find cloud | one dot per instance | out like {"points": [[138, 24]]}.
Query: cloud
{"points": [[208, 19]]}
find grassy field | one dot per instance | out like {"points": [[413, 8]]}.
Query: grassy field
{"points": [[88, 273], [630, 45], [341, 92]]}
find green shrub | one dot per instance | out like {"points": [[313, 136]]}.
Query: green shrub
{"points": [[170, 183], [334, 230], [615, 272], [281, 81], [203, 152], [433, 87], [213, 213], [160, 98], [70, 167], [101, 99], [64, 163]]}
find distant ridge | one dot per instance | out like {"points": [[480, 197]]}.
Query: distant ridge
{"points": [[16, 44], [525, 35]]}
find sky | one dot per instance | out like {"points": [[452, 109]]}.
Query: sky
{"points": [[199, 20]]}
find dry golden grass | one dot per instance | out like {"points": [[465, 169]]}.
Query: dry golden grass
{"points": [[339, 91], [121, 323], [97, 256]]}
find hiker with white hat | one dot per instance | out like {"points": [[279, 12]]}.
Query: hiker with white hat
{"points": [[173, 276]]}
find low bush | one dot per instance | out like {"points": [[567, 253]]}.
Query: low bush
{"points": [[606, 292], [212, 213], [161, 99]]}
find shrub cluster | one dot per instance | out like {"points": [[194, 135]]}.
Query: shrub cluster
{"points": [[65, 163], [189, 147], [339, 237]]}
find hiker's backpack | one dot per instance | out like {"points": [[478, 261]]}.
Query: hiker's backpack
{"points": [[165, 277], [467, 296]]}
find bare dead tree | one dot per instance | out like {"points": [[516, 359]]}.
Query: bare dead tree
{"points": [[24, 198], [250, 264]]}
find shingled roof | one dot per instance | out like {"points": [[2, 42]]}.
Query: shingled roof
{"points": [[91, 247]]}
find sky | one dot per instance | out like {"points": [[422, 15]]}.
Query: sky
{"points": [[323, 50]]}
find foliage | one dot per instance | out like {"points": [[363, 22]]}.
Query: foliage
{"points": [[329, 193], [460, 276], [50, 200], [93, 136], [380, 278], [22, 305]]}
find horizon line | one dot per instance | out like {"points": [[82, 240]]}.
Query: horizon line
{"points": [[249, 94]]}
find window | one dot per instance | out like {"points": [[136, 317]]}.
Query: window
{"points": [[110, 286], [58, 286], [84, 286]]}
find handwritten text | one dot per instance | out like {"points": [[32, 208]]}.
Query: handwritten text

──────────

> **PROBLEM DETAILS**
Write out only the lines that run from the line containing "find hiker with" through the line containing "find horizon line", both included, exactly as they appear above.

> **EXERCISE SOLUTION**
find hiker with white hat | one dot per instance | out like {"points": [[279, 12]]}.
Query: hiker with white hat
{"points": [[173, 276]]}
find low bush | one dot per instance | out like {"points": [[567, 253]]}.
Query: low bush
{"points": [[606, 292], [212, 213], [161, 99]]}
find shrub cluster | one dot per instance | out like {"points": [[194, 135]]}.
Query: shrub cluster
{"points": [[65, 163], [189, 147], [339, 237]]}
find hiker's backpack | one dot per instance | out like {"points": [[478, 261]]}.
Query: hiker's backpack
{"points": [[165, 277], [467, 296]]}
find bare dead tree | one dot per instance | out like {"points": [[516, 359]]}.
Query: bare dead tree
{"points": [[24, 198], [250, 264]]}
find shingled roof | one dot per instance | out like {"points": [[2, 42]]}.
Query: shingled roof
{"points": [[91, 247]]}
find sky | one dot per instance | out like {"points": [[422, 15]]}.
Query: sky
{"points": [[323, 50]]}
find foliage | one dot per instance | out like {"points": [[363, 22]]}.
Query: foliage
{"points": [[329, 193], [460, 276], [50, 200], [93, 136], [380, 278], [22, 305]]}
find horizon line | one dot per instance | out like {"points": [[82, 240]]}.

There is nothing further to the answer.